_Seitentext_.
::::

Das Landgericht hat als gegen einen Tatvorsatz des Angeklagten sprechenden Umstand gewertet, dass er seine geschäftliche Tätigkeit nicht verheimlicht, sondern Rechnungen mit ausländischer Umsatzsteuer erstellt habe (UA S. 39). Weiter hat es ausgeführt, die Tatsache, dass der Angeklagte die angefallenen ausländischen Umsatzsteuern in seinen Rechnungen aufgeführt und „wohl“ im Ausland erklärt und abgeführt habe, sei ein Indiz dafür, dass ihm die Steuerbarkeit der Umsätze nach deutschem Umsatzsteuerrecht nicht bewusst gewesen sei (UA S. 40). Diese Wertungen lassen sich nicht mit den - im Rahmen der Verurteilung strafschärfend gewerteten (UA S. 34) - Feststellungen vereinbaren, dass der Angeklagte ab dem Jahr 2005, in dem er von der luxemburgischen Steuerfahndung aufgesucht worden war, „die zuvor aufgebauten Unternehmensstrukturen fortgeführt und somit im Ergebnis ein aufwendiges Täuschungssystem genutzt“ habe. Durch die Firmenverlagerung nach Polen, die fortgesetzte Einschaltung von Firmen in Belgien, Luxemburg und Frankreich und die Gründung von Zwischenlagern in Deutschland habe er insbesondere „hinsichtlich der Lieferwege und der Umsatzermittlung einen schwer aufklärbaren Sachverhalt geschaffen“ (UA S. 34). War das Gesamtsystem aber schon vor dem Erscheinen der Steuerfahnder auf Täuschung angelegt, dann konnte die Ausstellung von Rechnungen mit gegenüber dem deutschen Steuersatz zum Teil deutlich niedrigeren ausländischen Umsatzsteuersätzen zwischen drei und zwölf Prozent (UA S. 9) kein Indiz für eine beabsichtigte Steuerehrlichkeit des Angeklagten sein.

::::

_Aufgeführte Einträge_.
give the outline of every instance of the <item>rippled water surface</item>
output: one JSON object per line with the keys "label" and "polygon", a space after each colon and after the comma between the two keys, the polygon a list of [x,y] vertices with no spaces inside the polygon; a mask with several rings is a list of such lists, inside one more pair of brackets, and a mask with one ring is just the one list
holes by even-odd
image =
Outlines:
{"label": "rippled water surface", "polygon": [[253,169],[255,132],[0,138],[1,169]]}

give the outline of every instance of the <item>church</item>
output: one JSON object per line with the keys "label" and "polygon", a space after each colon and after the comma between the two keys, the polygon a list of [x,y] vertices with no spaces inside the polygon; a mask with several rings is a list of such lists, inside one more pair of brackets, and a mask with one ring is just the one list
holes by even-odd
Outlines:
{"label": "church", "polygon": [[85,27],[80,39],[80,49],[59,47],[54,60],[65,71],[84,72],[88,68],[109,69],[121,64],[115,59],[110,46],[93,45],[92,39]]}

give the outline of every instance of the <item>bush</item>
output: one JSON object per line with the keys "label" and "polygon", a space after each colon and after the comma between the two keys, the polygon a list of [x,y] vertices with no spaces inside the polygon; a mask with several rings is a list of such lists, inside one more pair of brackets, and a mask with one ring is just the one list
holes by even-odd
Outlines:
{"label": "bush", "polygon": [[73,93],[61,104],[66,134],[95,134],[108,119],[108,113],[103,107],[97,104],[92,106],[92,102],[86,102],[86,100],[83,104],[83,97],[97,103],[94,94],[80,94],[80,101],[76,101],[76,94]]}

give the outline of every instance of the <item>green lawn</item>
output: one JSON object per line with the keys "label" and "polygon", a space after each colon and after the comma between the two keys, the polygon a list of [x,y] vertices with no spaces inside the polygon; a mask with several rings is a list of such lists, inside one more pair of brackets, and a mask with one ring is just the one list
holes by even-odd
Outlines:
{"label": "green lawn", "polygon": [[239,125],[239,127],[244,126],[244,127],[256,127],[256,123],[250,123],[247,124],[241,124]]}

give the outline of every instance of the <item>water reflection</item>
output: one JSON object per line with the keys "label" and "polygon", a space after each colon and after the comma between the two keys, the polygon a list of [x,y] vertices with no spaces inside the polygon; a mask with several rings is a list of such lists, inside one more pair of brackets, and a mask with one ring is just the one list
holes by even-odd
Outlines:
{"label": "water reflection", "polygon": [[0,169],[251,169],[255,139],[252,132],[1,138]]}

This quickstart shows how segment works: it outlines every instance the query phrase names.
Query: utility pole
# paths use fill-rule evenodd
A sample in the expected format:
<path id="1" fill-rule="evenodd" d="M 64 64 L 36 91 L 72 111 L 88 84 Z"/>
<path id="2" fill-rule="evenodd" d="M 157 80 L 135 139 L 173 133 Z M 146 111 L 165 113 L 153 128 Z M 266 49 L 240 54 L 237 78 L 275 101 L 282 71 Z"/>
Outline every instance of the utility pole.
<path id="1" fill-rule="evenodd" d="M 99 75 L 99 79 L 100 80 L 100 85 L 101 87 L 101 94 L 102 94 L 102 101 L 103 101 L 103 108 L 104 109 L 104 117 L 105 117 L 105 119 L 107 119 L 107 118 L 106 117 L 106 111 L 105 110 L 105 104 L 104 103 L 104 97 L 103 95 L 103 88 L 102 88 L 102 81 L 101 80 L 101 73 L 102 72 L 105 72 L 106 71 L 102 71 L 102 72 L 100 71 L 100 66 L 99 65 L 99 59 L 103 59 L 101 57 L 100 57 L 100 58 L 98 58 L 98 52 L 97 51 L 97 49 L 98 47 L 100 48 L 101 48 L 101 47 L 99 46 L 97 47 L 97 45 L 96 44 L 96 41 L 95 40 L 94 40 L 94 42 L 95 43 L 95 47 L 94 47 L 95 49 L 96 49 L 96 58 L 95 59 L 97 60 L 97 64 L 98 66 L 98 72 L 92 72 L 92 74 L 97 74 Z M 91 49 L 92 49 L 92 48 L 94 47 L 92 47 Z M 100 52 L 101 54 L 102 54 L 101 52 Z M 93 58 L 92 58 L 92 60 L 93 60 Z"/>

::::

_Zu erledigen_.
A - Welche Länder nennt der Seitentext als Ziel der Firmenverlagerung oder als Sitz der weiterhin eingeschalteten Firmen? Zähle alle auf.
B - In welcher Spanne lagen laut Seitentext die ausländischen Umsatzsteuersätze auf den Rechnungen des Angeklagten?

_Antworten_.
A - Polen, Belgien, Luxemburg, Frankreich

B - Zwischen drei und zwölf Prozent.